■ **To-do list**:
1) In the coolant flush thread, roughly how long did the full flush take the original poster?
2) From the coolant flush thread, turn the paragraph that begins "I removed the thermostat" into a short list of steps.

■ **Document**:
——————
# Frontier Full Coolant Flush



## joefrontier (Apr 26, 2007)

Well I did it! (V6 SE, 45,000 miles) (not sure if it was ever done before I bought it at 43,000) (old coolant looked clean and no debris)

And boy was it a pain. I mostly used the Hayes Manual to "Flush" the coolant since it made more sense to me and less mess.

By no means is this a NO MESS procedure (I am not a mechanic by trade).

The hardest part that I had to figure out was to get at the engine block drain plugs. If I could make a suggestion that is not in the manuals is to jack up the front of the truck, place on jack stands, remove front tires, remove protective rubber side shield in the wheel housing, set them aside and you will be able to get at the engine block drain plugs better than from under the truck. 

Also, get yourself a torque air gun to get those bad boys off. By no means could I even move these out without my air gun. Also get the biggest pan you can under the engine drain plugs because it is going to pour out like Niagra Falls, even after you empty the radiator. Wear eye shields!

I removed the thermostat. Once you get the thermostat out you can replace the hoses (temp) (w/o the termostat) hook up a garden hose to the radiator and run water through and out the top hose that dumps into a bucket. I thought that this would work better than adding water, running the truck, removing the water, adding again, removing it again, and so on. I never had to run the truck to do the flush. I let the garden hose do the flush. I replaced the thermostat with a new one (Nissan OEM) 10$.

Total time - approx 8 hrs. - Took me a while to figure out how to get those stupid drain plugs out of the block. This included cleanup, mixing coolant, etc. However, this was the first time on this truck so I am sure next time will not take as long. 

As I don't plan on doing a full flush next time. I'm going to drain the radiator and add new. I am planning on adding the Royal Purple engine coolant additive as soon I test drive it an make sure I have no leaks.


----------



## Geaux504360 (Oct 10, 2014)

You don’t have any pictures do you?


----------



## BRubble (Jun 22, 2014)

Good Job Joe,

I did the Block Drain, a couple of time's on a '93 I4 Hardbody that I had,, and the Block Drain was hard to deal with also.

Don't know why they make it so hard for us. On my Utility Tractor,, the Manufacturer put a Valve on the Block Drain,, with a Lever to Open and Close it. They could easily do that for our Pickup's as well.
——————
■ **Listed entries**:
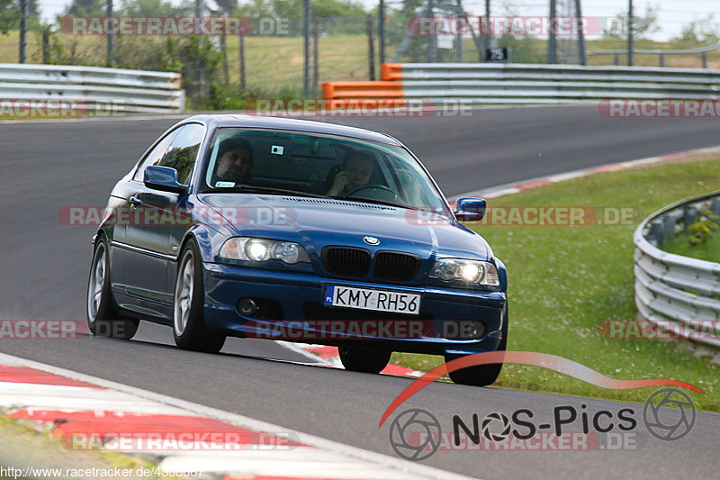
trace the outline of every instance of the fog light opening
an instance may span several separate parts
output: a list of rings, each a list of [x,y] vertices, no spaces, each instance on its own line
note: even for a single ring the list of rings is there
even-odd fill
[[[465,325],[464,333],[467,339],[482,339],[485,335],[485,324],[482,322],[470,322]]]
[[[238,311],[241,315],[251,317],[257,312],[257,303],[252,298],[241,298],[238,301]]]

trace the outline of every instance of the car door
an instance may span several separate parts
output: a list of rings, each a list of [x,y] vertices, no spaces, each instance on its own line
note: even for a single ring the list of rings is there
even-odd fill
[[[204,132],[204,127],[199,123],[179,127],[170,141],[163,142],[164,149],[163,145],[158,145],[158,151],[143,162],[133,177],[135,189],[128,201],[135,214],[130,215],[131,221],[125,231],[129,249],[124,266],[126,291],[142,298],[145,301],[142,307],[151,310],[148,313],[154,316],[170,315],[167,305],[172,304],[173,291],[168,272],[174,271],[171,264],[177,257],[178,235],[182,239],[178,230],[184,233],[189,227],[178,226],[176,213],[178,202],[187,195],[146,186],[142,182],[144,169],[150,165],[176,168],[178,182],[188,185]]]

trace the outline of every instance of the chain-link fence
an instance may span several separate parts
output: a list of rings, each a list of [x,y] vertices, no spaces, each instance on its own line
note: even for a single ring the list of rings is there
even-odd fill
[[[196,16],[198,6],[191,3],[161,4],[157,11],[119,10],[111,17],[103,9],[68,14],[52,24],[31,17],[25,59],[28,63],[176,71],[183,74],[191,99],[211,98],[211,106],[232,108],[231,99],[238,95],[313,96],[323,82],[377,79],[383,59],[581,63],[582,39],[573,30],[580,3],[554,2],[554,15],[564,26],[553,35],[554,56],[553,31],[547,26],[553,17],[520,16],[499,6],[486,17],[478,15],[479,10],[484,12],[479,1],[471,4],[474,13],[470,13],[456,0],[387,0],[382,17],[379,9],[307,20],[302,9],[295,18],[246,18],[238,12],[223,17],[207,8]],[[213,22],[218,23],[214,30]],[[590,22],[598,37],[602,19]],[[19,25],[17,16],[0,24],[0,32],[0,32],[0,62],[18,62]],[[608,64],[614,59],[591,56],[588,60]],[[699,55],[697,60],[700,67]],[[667,66],[674,66],[672,61],[669,59]]]

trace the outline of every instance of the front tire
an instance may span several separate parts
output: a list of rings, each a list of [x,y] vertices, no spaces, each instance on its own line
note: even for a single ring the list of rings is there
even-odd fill
[[[508,346],[508,307],[505,307],[502,314],[502,340],[498,345],[497,351],[505,351]],[[446,363],[457,358],[461,358],[463,355],[446,355]],[[450,379],[459,385],[471,385],[471,386],[488,386],[495,383],[498,376],[502,370],[501,363],[490,363],[488,365],[478,365],[476,367],[468,367],[467,368],[461,368],[454,372],[448,373]]]
[[[123,317],[110,292],[110,255],[104,235],[98,238],[93,251],[87,279],[87,328],[93,335],[130,340],[135,336],[139,320]]]
[[[186,350],[217,353],[225,335],[205,327],[203,312],[202,260],[197,242],[191,239],[183,249],[173,299],[175,343]]]
[[[378,374],[387,367],[390,361],[389,350],[366,350],[353,347],[340,347],[340,361],[346,370]]]

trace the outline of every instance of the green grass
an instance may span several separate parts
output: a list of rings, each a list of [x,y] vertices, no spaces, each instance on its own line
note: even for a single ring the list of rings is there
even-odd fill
——————
■ **Answer set**:
1) About 8 hours, including cleanup and mixing coolant.

2)
- Remove the thermostat.
- Temporarily reconnect the hoses without the thermostat.
- Hook a garden hose to the radiator and run water through it, letting it flow out the top hose into a bucket.
- Let the garden hose do the flushing instead of repeatedly adding water, running the truck, and draining. The truck never had to be run.
- Install a new thermostat (Nissan OEM, $10).